#### Excerpt provided:

Let's see how the range of the values now compare to each other

boxplot(data.clean %>% select_if(is.numeric))

After adjusting the variables (feature engineering), the range of the values of the variables now lie between 0-20, which is much better than the previous data.

Correlation

Let' see the correlation between our variables

ggcorr(data.clean, label = T)

There are very strong correlations between the physical characteristics. This is expected, as the relations between shape and form of biological entities are governed by morphometrics. This suggests that we might not need all the variables. Let's try to exclude flipper_length_cm from the features.

data.clean %>% 
  select(-flipper_length_cm) %>% 
  ggcorr(label = T)

This shows a much better correlation matrix. Before justifying removing flipper_length_cm from the variables, let's see if it provides any predictive power. To do this, we'll have to plot both body_mass_kg and flipper_length_cm vs the class averages.

data.clean %>% 
  ggplot(aes(x = flipper_length_cm, y = body_mass_kg , color = species)) +
  geom_point() +
  geom_smooth(se = F) + 
  labs(title = 'Flipper length (cm) vs. Body mass (kg)', x = 'Flipper length (cm)', y = 'Body mass (kg)')

We can see that the relation between flipper_length_cm and body_mass_kg can be satisfactorily described linearly. Therefore, we can remove flipper_length_cm from our dataset

data.clean <- data.clean %>% 
  select(-flipper_length_cm)

The effect of island

island is an interesting variable. Let's see if being on an island have any effect on the penguins.

data.clean %>% 
  select(-c(sex, year)) %>% 
  pivot_longer(-c(species, island), names_to = 'params') %>% 
  ggplot(aes(x = island, y = value, color = species)) +
  geom_jitter() +
  facet_wrap(~params)

We see that some species, are only available on some islands : Gentoo on Biscoe, Chinstrap on Dream while Adelie are available on every Biscoe, Dream and Torgersen. From our conclusion, we can expect island to be a very strong predictor. However, this predictor might be misleading. island is not an intrinsic property of the object that we are trying to predict : penguins. If our model learns to rely on this variable for prediction, it will fail when a population of Chinstrap or Adelie migrates to another island. Therefore, we'll drop this variable from our dataset.

# Remove island
data.clean <- data.clean %>% select(-island)

Imputing sex

Let's tackle the missing values in the sex column

data.clean %>% 
  filter_all(any_vars(is.na(.))) %>% 
  kable() %>% 
  kable_styling()

#### Input data:
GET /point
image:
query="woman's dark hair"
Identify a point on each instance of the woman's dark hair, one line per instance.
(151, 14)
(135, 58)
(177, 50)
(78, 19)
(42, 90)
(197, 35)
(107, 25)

#### Required action:
Reproduce the passage of the penguin data analysis excerpt above from "After adjusting the" to "ggcorr(label = T)", copying it word for word.

#### Response:
After adjusting the variables (feature engineering), the range of the values of the variables now lie between 0-20, which is much better than the previous data.

Correlation

Let' see the correlation between our variables

ggcorr(data.clean, label = T)

There are very strong correlations between the physical characteristics. This is expected, as the relations between shape and form of biological entities are governed by morphometrics. This suggests that we might not need all the variables. Let's try to exclude flipper_length_cm from the features.

data.clean %>% 
  select(-flipper_length_cm) %>% 
  ggcorr(label = T)